__What you should do__. In the piece on laughter, rewrite the part that starts with "Laughter, for me, is" and ends with "the first place.", changing "friends" to "cousins".

__Source excerpt__.
==================================================

What Makes Me Laugh?
Laughter, for me, is both a reaction and a remedy.
It’s the belly laugh that takes me by surprise—usually when I’m with friends and we’ve stumbled across something stupidly hilarious on YouTube or TikTok. You know the kind of clip: totally ridiculous, maybe even a bit childish, but it hits just right. And suddenly I’m crying, clutching my stomach, barely breathing. That’s my favourite kind of laugh—the one that completely takes over.
Then there’s the wheezy, silent laugh. The one I get when I’m trying so hard not to laugh, which only makes it worse. Usually triggered when I’m being a bit naughty—laughing at something I definitely shouldn’t be. That’s the kind of humour I’ve always gravitated toward, even as a kid. Pushing boundaries, being cheeky, and then laughing so hard I forget what I was supposed to be doing in the first place.
But here’s the thing: humour isn’t just about entertainment. It’s a lifeline.

==================================================

__Raw data__.
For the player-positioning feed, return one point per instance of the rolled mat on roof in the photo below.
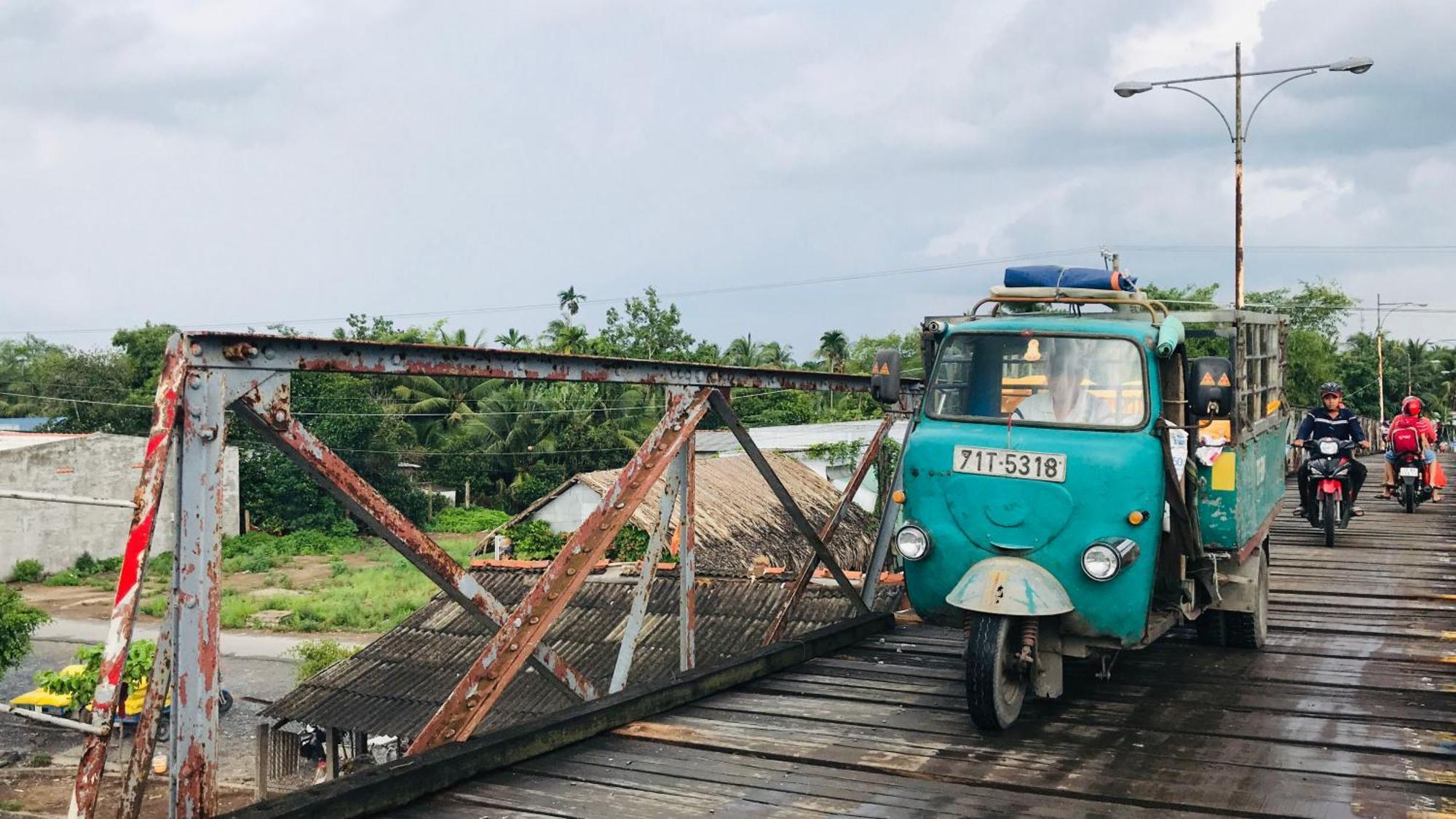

==================================================

__Solution to this task__.
Laughter, for me, is both a reaction and a remedy.
It’s the belly laugh that takes me by surprise—usually when I’m with cousins and we’ve stumbled across something stupidly hilarious on YouTube or TikTok. You know the kind of clip: totally ridiculous, maybe even a bit childish, but it hits just right. And suddenly I’m crying, clutching my stomach, barely breathing. That’s my favourite kind of laugh—the one that completely takes over.
Then there’s the wheezy, silent laugh. The one I get when I’m trying so hard not to laugh, which only makes it worse. Usually triggered when I’m being a bit naughty—laughing at something I definitely shouldn’t be. That’s the kind of humour I’ve always gravitated toward, even as a kid. Pushing boundaries, being cheeky, and then laughing so hard I forget what I was supposed to be doing in the first place.